_СУТЬ ЗАДАНИЯ:_
1 – Куда, согласно диалогу Лены и терапевта, Лене захотелось бы убежать, если бы она осталась в пятом мире на средней грани?
2 – Продолжите диалог Лены и терапевта, начав сразу после его последней реплики.

Литмир - Электронная Библиотека
A
A

Лена: Это какой-то перегиб. Я же понимаю, что так не может быть.

Терапевт: Но может быть, вы могли остаться в этом пятом мире на средней грани, когда на одной стороне Зазеркалья вы делаете что-то не совсем так, а иногда даже очень так.

Лена: В этом случае мне бы захотелось убежать в шестой мир и там сидеть.

Терапевт: А чем плохо? Может быть, это и есть ваш настоящий мир?

Лена: Так не может быть.

Терапевт: Почему?

Лена: Я же не могу всегда все делать правильно. (Слегка улыбается.)

_СОХРАНЁННЫЕ ЗАПИСИ:_

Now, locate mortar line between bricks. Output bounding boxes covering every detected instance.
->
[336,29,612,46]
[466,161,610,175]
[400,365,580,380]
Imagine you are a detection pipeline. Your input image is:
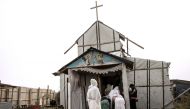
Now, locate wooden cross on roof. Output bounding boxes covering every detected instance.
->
[90,1,103,21]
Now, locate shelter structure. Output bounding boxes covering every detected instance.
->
[53,20,173,109]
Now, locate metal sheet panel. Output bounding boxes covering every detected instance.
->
[128,58,173,109]
[136,87,147,109]
[150,87,163,109]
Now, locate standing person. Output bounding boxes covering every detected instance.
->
[87,79,101,109]
[129,84,138,109]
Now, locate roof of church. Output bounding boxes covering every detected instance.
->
[53,47,133,76]
[75,21,125,55]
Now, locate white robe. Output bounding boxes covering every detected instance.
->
[109,87,125,109]
[115,95,125,109]
[87,85,101,109]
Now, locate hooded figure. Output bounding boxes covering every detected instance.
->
[109,86,125,109]
[87,79,101,109]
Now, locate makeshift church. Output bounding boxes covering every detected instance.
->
[54,21,173,109]
[53,2,173,109]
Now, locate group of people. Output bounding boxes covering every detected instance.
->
[87,79,138,109]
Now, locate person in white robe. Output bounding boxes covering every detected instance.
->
[87,79,101,109]
[109,86,125,109]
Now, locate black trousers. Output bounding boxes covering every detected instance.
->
[130,100,137,109]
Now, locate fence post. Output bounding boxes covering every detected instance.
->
[37,87,40,105]
[17,87,21,106]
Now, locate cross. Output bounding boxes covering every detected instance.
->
[90,1,103,21]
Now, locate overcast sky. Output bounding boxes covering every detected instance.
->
[0,0,190,90]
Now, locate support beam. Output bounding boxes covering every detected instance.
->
[122,63,130,109]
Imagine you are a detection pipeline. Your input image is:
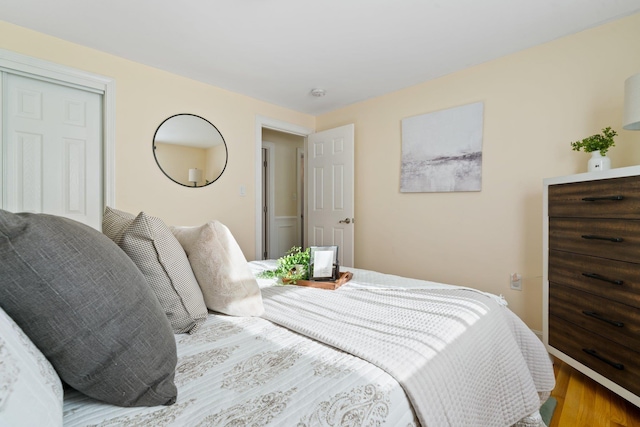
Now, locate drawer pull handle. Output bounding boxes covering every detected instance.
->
[581,234,624,243]
[582,348,624,371]
[582,310,624,328]
[582,196,624,202]
[582,273,624,285]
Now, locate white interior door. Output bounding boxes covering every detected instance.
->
[2,74,104,230]
[306,124,354,267]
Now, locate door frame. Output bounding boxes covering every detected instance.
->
[0,49,116,208]
[260,141,276,257]
[254,116,314,260]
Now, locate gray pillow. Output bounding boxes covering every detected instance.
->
[0,210,177,406]
[110,210,209,334]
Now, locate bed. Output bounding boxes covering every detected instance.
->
[0,211,554,427]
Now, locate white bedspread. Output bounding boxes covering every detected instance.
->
[255,262,555,426]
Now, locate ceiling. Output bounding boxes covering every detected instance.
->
[0,0,640,115]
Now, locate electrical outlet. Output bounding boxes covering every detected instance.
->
[510,273,522,291]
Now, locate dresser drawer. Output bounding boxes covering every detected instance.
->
[549,316,640,394]
[549,218,640,262]
[548,250,640,307]
[549,176,640,219]
[549,283,640,352]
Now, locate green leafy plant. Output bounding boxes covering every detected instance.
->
[571,127,617,156]
[259,246,310,284]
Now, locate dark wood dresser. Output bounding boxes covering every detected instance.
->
[543,166,640,406]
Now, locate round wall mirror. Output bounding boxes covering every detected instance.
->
[153,114,228,187]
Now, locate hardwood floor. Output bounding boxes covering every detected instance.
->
[549,359,640,427]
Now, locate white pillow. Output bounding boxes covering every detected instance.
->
[171,221,264,316]
[0,308,62,427]
[116,212,209,334]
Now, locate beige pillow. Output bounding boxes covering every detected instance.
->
[171,221,264,316]
[112,212,209,334]
[102,206,136,246]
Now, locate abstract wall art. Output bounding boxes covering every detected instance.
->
[400,102,484,193]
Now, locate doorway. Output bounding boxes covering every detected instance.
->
[255,116,313,259]
[261,128,305,259]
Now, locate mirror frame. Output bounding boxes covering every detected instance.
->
[151,113,229,188]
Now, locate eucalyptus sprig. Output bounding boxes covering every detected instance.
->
[571,127,617,156]
[259,246,310,284]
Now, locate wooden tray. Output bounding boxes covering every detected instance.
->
[282,271,353,291]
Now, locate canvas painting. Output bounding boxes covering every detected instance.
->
[400,102,484,193]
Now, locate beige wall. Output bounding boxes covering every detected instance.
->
[316,14,640,330]
[0,15,640,329]
[0,21,315,259]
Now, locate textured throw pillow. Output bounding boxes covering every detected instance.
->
[120,212,209,334]
[0,210,177,406]
[102,206,136,246]
[171,221,264,316]
[0,309,62,427]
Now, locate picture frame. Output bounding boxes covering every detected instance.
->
[309,246,340,282]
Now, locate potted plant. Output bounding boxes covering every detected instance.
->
[260,246,310,285]
[571,126,618,172]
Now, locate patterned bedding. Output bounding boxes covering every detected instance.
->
[64,262,550,427]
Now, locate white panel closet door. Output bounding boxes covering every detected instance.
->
[3,74,103,230]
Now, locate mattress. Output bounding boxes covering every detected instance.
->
[64,261,553,427]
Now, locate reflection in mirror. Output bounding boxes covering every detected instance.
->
[153,114,228,187]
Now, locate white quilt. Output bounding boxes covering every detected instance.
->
[255,262,555,426]
[64,314,416,427]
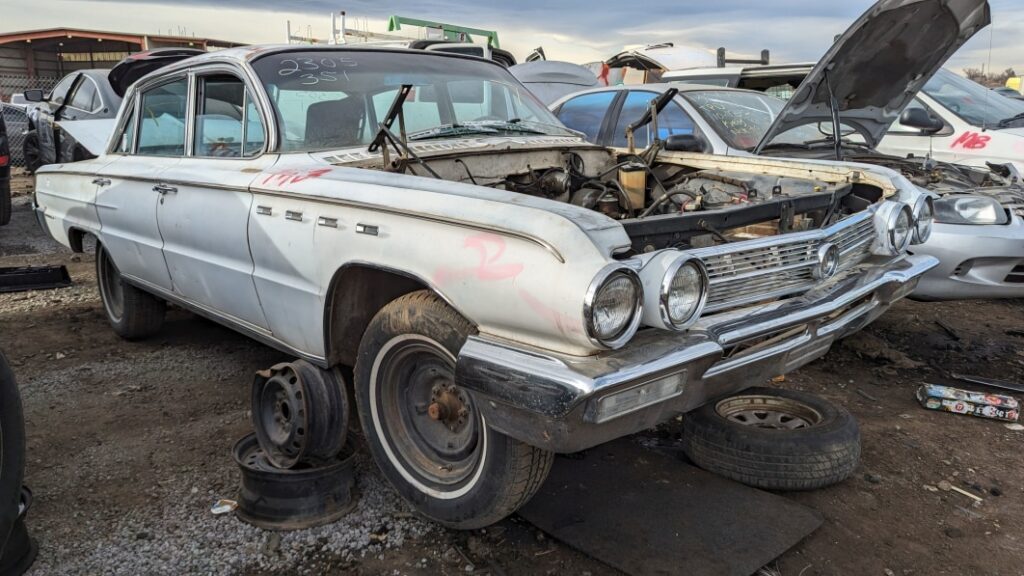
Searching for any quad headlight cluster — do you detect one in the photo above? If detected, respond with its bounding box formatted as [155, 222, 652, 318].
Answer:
[584, 250, 709, 348]
[874, 195, 935, 256]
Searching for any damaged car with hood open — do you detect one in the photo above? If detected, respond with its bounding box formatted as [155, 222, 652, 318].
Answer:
[34, 41, 937, 528]
[553, 0, 1024, 299]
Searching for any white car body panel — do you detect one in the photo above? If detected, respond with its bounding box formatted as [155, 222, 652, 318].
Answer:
[879, 92, 1024, 171]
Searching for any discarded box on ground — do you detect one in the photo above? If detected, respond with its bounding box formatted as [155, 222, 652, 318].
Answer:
[918, 384, 1020, 422]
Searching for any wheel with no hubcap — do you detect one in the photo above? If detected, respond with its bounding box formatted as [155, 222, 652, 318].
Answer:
[355, 291, 552, 529]
[252, 360, 348, 468]
[96, 239, 167, 340]
[683, 388, 860, 490]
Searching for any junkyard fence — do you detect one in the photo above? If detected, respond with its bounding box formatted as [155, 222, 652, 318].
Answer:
[0, 74, 60, 168]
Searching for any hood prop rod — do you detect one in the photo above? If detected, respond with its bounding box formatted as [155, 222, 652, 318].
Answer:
[824, 71, 843, 162]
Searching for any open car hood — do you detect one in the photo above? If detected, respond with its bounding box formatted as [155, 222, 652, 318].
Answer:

_ПОЛУЧЕННЫЕ ОТВЕТЫ:_
1 – В шестой мир, чтобы там сидеть.

2 –
Терапевт: Вы рассуждаете как девочка-отличница, которая поставила кляксу на странице и говорит: «Как же я эту кляксу исправлю? Что бы я потом на этой странице ни написала, все равно это будет страница с кляксой. Я всегда делаю на странице хоть маленькую, но кляксу, потому что совершенства в мире нет». А вам в ответ ваша добрая фея: «Знаешь, ты поставила кляксу, а на другой странице ты для симметрии тоже поставь кляксу, а вокруг них будет узор и ты его нарисуешь, как на нотном листе. И вот ты напишешь прекрасное музыкальное произведение благодаря этой кляксе, которая стала для тебя стимулом». А вы ей возражаете: «Раз клякса – значит, это не совершенство, раз это не совершенство, то не хочу, чтобы это вообще существовало». А она вам: «Подумаешь, клякса. Неважно, зато ты целое полотно разворачиваешь, а клякса – как бы твоя подпись».

Лена: Мне хочется сопротивляться. Во-первых, за первую кляксу подзатыльник получишь, потом еще и за вторую, которая тебе как бы для симметрии нужна. А потом кляксы – это не поступок, это ошибка. Делать вторую ошибку, чтобы получить… (Пожимает плечами.)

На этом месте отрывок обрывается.